### Data under study
BEGIN

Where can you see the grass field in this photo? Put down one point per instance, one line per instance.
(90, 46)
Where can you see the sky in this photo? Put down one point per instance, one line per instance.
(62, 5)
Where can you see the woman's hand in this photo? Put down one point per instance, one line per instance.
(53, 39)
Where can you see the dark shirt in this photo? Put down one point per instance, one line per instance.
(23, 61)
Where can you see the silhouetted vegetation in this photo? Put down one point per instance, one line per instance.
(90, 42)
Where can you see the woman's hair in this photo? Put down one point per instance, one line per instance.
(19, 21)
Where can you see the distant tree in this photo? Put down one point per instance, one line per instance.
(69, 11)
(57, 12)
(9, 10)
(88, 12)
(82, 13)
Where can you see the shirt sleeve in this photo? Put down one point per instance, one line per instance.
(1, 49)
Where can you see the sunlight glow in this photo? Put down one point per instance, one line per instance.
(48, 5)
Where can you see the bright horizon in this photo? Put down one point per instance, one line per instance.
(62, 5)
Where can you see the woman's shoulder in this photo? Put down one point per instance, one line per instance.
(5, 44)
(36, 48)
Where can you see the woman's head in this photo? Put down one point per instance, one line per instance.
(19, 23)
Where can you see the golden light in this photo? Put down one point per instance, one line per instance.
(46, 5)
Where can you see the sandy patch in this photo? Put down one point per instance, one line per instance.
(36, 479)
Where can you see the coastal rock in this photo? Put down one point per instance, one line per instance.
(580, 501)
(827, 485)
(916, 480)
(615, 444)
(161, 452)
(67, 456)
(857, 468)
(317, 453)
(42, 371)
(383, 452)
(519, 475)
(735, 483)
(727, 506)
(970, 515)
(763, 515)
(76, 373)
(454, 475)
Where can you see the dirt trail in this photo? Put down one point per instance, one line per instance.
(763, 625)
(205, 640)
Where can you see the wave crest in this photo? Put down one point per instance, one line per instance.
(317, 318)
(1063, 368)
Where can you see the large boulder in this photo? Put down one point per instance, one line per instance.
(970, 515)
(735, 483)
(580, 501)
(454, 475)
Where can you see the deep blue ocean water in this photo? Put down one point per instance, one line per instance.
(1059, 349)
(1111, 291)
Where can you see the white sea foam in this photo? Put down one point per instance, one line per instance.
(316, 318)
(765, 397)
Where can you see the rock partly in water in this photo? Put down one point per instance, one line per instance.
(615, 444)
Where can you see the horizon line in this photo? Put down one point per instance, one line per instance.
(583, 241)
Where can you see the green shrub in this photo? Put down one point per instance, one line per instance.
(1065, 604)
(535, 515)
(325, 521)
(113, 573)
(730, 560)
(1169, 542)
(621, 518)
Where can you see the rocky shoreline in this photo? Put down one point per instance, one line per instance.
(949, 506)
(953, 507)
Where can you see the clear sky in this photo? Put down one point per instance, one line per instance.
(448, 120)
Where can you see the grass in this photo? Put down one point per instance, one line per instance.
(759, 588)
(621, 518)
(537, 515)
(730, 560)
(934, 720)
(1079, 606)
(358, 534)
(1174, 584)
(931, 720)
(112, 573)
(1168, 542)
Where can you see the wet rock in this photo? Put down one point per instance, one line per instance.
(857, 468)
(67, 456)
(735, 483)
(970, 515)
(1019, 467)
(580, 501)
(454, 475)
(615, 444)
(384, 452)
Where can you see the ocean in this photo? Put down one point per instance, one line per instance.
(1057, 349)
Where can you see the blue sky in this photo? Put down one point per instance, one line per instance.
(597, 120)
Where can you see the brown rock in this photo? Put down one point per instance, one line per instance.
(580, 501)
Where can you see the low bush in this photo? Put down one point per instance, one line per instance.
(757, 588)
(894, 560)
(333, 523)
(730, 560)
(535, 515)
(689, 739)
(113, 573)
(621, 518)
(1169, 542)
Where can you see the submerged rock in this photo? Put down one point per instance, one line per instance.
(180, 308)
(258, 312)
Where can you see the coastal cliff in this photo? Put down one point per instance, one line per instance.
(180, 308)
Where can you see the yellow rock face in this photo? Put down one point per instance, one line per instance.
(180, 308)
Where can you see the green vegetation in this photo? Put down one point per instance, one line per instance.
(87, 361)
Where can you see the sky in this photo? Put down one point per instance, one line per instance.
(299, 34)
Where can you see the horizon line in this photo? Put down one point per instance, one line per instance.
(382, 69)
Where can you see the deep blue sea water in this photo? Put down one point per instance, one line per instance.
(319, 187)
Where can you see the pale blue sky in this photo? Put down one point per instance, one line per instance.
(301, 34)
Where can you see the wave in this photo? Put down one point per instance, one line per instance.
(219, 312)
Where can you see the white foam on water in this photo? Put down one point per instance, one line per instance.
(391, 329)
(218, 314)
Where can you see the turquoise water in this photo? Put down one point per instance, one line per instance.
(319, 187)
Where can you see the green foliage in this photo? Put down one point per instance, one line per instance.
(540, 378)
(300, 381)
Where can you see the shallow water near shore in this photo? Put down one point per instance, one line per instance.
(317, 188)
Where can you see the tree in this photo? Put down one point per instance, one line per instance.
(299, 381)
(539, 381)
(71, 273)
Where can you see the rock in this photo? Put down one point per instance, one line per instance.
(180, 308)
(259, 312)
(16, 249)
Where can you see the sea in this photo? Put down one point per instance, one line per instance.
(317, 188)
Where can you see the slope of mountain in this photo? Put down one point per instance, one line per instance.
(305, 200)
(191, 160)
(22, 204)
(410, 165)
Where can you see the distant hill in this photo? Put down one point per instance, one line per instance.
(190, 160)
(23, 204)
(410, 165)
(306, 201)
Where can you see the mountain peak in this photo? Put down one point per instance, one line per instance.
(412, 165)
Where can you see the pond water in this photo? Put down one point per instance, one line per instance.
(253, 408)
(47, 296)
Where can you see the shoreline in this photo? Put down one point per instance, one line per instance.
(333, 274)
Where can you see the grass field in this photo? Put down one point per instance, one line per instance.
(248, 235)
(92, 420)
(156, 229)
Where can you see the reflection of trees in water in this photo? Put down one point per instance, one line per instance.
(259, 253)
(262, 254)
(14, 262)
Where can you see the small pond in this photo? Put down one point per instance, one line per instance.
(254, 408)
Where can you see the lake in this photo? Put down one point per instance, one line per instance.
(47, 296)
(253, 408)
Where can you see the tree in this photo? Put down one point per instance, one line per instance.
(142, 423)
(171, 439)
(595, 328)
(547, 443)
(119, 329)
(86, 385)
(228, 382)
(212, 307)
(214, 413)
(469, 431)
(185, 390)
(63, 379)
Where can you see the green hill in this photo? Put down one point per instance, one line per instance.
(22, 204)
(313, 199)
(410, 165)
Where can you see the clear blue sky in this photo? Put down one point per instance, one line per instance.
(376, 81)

END

### What is required
A faithful, complete copy of the entries above is required.

### Answer to this problem
Where can you see the grass field in this photo? Put down one point per instance, one line per instance.
(90, 46)
Where can you see the sky in this photo? Put down one point per instance, one line per instance.
(62, 5)
Where can you see the woman's hand in this photo? Put down one point per instance, one line per instance.
(53, 39)
Where can you see the dark shirt in this photo? Put down one point per instance, one line per instance.
(23, 61)
Where can you see the silhouetted vegetation in this photo? Put down one point per instance, one line per instance.
(90, 42)
Where can you see the woman's hair in this photo? Put down one point per instance, one line per instance.
(19, 21)
Where can you see the distant tree in this photo? Put down one point per instance, one line per instance.
(69, 11)
(57, 12)
(9, 10)
(88, 12)
(82, 13)
Where can you see the shirt sleeve in this photo? Put down one point per instance, one line per instance.
(1, 49)
Where can you see the sunlight glow in this photo? Put down one point per instance, one line per instance.
(48, 5)
Where can you see the bright horizon in this photo? Put down one point per instance, one line per instance.
(62, 5)
Where can you see the woman's shoulder in this photo? Put down one point per instance, one line per instance.
(5, 44)
(36, 48)
Where can you see the woman's head in this photo? Put down one point per instance, one line per instance.
(19, 23)
Where can you see the golden light in this photo? Put down one point per instance, one line per instance.
(46, 5)
Where can you see the sandy patch in this photo? Put down one point per instance, one line per instance.
(36, 479)
Where can you see the coastal rock in this photo? Put down one point per instance, one line per instance.
(580, 501)
(827, 485)
(916, 480)
(615, 444)
(161, 452)
(67, 456)
(857, 468)
(317, 453)
(42, 371)
(383, 452)
(519, 475)
(735, 483)
(727, 506)
(970, 515)
(763, 515)
(76, 373)
(454, 475)
Where can you see the dirt trail in this photo? Put down one point per instance, one line per instance.
(763, 625)
(205, 640)
Where can you see the wave crest in this photo? Put down one point per instance, one line per instance.
(317, 318)
(1063, 368)
Where can you see the large boulder in this photo? Put down one point per instance, one line per instance.
(970, 515)
(735, 483)
(580, 501)
(454, 475)
Where can you see the deep blue ocean water in this photo? Put down one point per instance, one line per instance.
(1059, 349)
(1111, 291)
Where can you see the white sea foam in this photo? Put down one point per instance, one line per instance.
(316, 318)
(765, 397)
Where can you see the rock partly in water in this photo? Put down one point per instance, one line per instance.
(615, 444)
Where can you see the horizon line in this photo? Put down one point per instance, one line per instance.
(583, 241)
Where can you see the green shrub in this photo? Put down one point per instance, one line per instance.
(1065, 604)
(535, 515)
(325, 521)
(113, 573)
(730, 560)
(1169, 542)
(621, 518)
Where can you see the rocky shoreline in this photo? Put down one point per instance, one line per instance.
(949, 506)
(953, 507)
Where can you see the clear sky in this photo? Put down one point per instance, one line per instance.
(448, 120)
Where can you see the grass in this photo? Put down one point per instance, one line per instance.
(759, 588)
(621, 518)
(537, 515)
(730, 560)
(934, 720)
(1079, 606)
(358, 534)
(1174, 584)
(931, 720)
(112, 573)
(1168, 542)
Where can you see the wet rock in this photo? Put down one point per instance, one line per instance.
(857, 468)
(67, 456)
(735, 483)
(970, 515)
(1019, 467)
(580, 501)
(454, 475)
(615, 444)
(384, 452)
Where can you see the ocean in this photo? Put down one point per instance, one line per instance.
(1057, 349)
Where can you see the blue sky in this photo? Put down one point per instance, one line per instance.
(597, 120)
Where can you see the brown rock in this photo? Put down one point per instance, one line per instance.
(580, 501)
Where can you see the low bush in this photo? Put down one point per instance, one line per instance.
(757, 588)
(894, 560)
(333, 523)
(730, 560)
(535, 515)
(689, 739)
(113, 573)
(621, 518)
(1169, 542)
Where can you see the submerged rock in this photo? Put down one point per instance, one line per instance.
(180, 308)
(258, 312)
Where can you see the coastal cliff in this photo? Put down one point per instance, one line per instance.
(180, 308)
Where can you see the yellow rock face in this photo? Put down one point per instance, one line per instance.
(180, 308)
Where can you see the green vegetation in this photo? Put down one point per instance, one line per instance.
(87, 361)
Where can you see the sky in this photo? Put down one point per instance, one line per instance.
(299, 34)
Where can you see the horizon line in this photo? Put down one point per instance, one line per instance.
(382, 69)
Where can you see the deep blue sea water in this photo? Put down one point per instance, one line per instance.
(319, 187)
Where can you see the pale blue sky in this photo? Put down one point per instance, one line per instance.
(301, 34)
Where can you see the wave in this photo? Put down one point per instance, one line per instance.
(219, 312)
Where can you see the white foam on water in this photo? Put down one point per instance, one line per instance.
(391, 329)
(218, 314)
Where can you see the turquoise water in this photo? Put down one point per instance, one line per instance.
(319, 187)
Where can you see the green foliage in this photo? Put down one point per instance, one line per instance.
(540, 378)
(300, 381)
Where can you see the shallow water near shore in this photo? Put down one point per instance, one line per instance.
(317, 188)
Where can you see the tree in this photo? Put down one point per instance, one line per instance.
(299, 381)
(539, 381)
(71, 273)
Where can you see the rock in this photo? Put down one point per instance, one line per instance.
(180, 308)
(259, 312)
(16, 249)
Where can you see the sea in this photo? Put down one point per instance, one line per instance.
(317, 188)
Where can you see the slope of mountain in this photo? Put down one point per instance, one line per instance.
(305, 200)
(191, 160)
(22, 204)
(410, 165)
Where can you see the distant hill in this photo? Put down one point per instance, one line per instance.
(190, 160)
(23, 204)
(410, 165)
(306, 201)
Where can you see the mountain peak in this photo? Put down one point per instance, one line per instance.
(412, 165)
Where can you see the pond water in this photo? Put down one point per instance, one line per instance.
(253, 408)
(47, 296)
Where can you see the shoreline in this photo? Put down one point per instance, one line per instance.
(333, 274)
Where can you see the grass field in this photo? Put down one point per instance, one line per instance.
(248, 235)
(92, 420)
(156, 229)
Where can you see the reflection of trees in water in this photo? Put down one point per instance, one line per instance.
(259, 253)
(262, 254)
(14, 262)
Where can you see the small pond in this photo? Put down one point per instance, one line per instance.
(254, 408)
Where can you see the lake in this photo? Put down one point per instance, one line per instance.
(47, 296)
(253, 408)
Where can you see the tree in this photo? Put down one point per instance, one line per instance.
(142, 423)
(171, 439)
(595, 328)
(547, 443)
(119, 329)
(86, 385)
(228, 382)
(212, 307)
(214, 413)
(469, 431)
(185, 390)
(63, 379)
Where can you see the green hill in this photo? Put down one point per instance, one line per instance.
(22, 204)
(313, 199)
(410, 165)
Where can you see the clear blue sky in this photo? Put down one point per instance, one line per instance.
(376, 81)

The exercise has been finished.